── Fragmento extraído
“A palabras necias, oídos sordos”, dice un refrán popular; es decir, hay palabras que optamos por no escuchar, por ignorar. A veces podemos optar por no escuchar, pero aun así, las palabras tienen su efecto: pueden herir, curar, deshacer una relación o reconstruirla. La palabra es muy poderosa; pero es preciso algo más que escuchar, para que la palabra tenga efecto; hace falta un corazón que la reciba.
No se puede negar que tenemos buena voluntad. Amamos a Dios y quisiéramos hacer las cosas bien, según su voluntad y para su agrado; pero muchas veces hay demasiado ruido a nuestro alrededor: queremos tener más cosas. Las cosas materiales, además de ocupar espacio, nos hacen ruido en la cabeza y en el corazón: cuándo vamos a comprar lo que queremos, qué marca será mejor, cuál es la que tienen los vecinos, cómo la vamos a pagar, qué alegría le dará a nuestros hijos o qué envidia les vamos a dar a otros. Esos ruidos nos impiden escuchar la palabra de Dios, que se dirige a nosotros cada día.
Otras veces escuchamos y parece que vamos a hacer algo con lo que escuchamos; pero quizá andemos en relaciones enredadas; o en adicciones de juego, sustancias o incluso trabajo. Entonces, no nos queda el tiempo que sería necesario para llevar a cabo eso que vimos tan claro que tendríamos que hacer; y que podría ser tan sencillo como procurar ir a misa todos los domingos, implicarse en una acción por la justicia o ir a visitar a una persona anciana o sola.
Lo que es verdad es que la Palabra no regresa vacía; puede dar frutos en nosotros o volver a Dios con nuestra sordera o negativa. Si queremos presentarle a Dios oídos sordos, como el refrán, estaríamos diciendo que la Palabra es necia. Eso es muy duro y falso, pues la Palabra de Dios es el propio Jesús y solo habla de Dios Padre; solo habla de Dios y Dios es amor. No escuchar es una necedad de nuestra parte. Las cosas que hacen ruido son simplemente eso: ruido. Los ruidos no nos cambian la vida o nuestras capacidades o cualidades; no nos ayudan en nuestras relaciones, porque duran poco. La palabra que cae en la buena tierra de nuestro corazón, sin embargo, nos transforma en fruto del propio Cristo. ¿Cómo luciría ese fruto? Un fruto de Cristo es la persona paciente, amable, entregada y generosa que piensa más en el otro que en sí misma. Un fruto de Cristo es la persona que ofrece a los demás un espacio de paz, serenidad y amor. Un fruto de Cristo es la persona que brinda servicio a otros y cumple en su vida las obras de misericordia corporales o espirituales por las que se reconoce la presencia de Cristo en este mundo.
Para la Reflexión: ¿Qué tipo de tierra soy? ¿Me dejo llevar por los ruidos de las cosas o los embrollos de las relaciones o las mentiras? Cuando he escuchado la Palabra en lo hondo de mi corazón, ¿cómo he reaccionado? ¿Cuáles han sido los frutos que he dado?
────
● Consigna planteada A
Según el fragmento extraído, ¿qué hace falta, además de escuchar, para que la palabra tenga efecto?
● Consigna planteada B
Transcribe del fragmento extraído el pasaje que empieza en las palabras "Para la Reflexión: ¿Qué" y termina después de "que he dado?".
── Material proporcionado
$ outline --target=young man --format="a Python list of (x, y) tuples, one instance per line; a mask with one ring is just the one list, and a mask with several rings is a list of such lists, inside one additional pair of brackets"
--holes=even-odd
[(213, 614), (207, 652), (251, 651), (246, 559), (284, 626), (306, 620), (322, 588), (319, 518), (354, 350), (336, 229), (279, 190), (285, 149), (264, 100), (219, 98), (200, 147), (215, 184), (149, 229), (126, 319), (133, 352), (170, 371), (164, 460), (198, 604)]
────
● Resultado A
Hace falta un corazón que la reciba.

● Resultado B
Para la Reflexión: ¿Qué tipo de tierra soy? ¿Me dejo llevar por los ruidos de las cosas o los embrollos de las relaciones o las mentiras? Cuando he escuchado la Palabra en lo hondo de mi corazón, ¿cómo he reaccionado? ¿Cuáles han sido los frutos que he dado?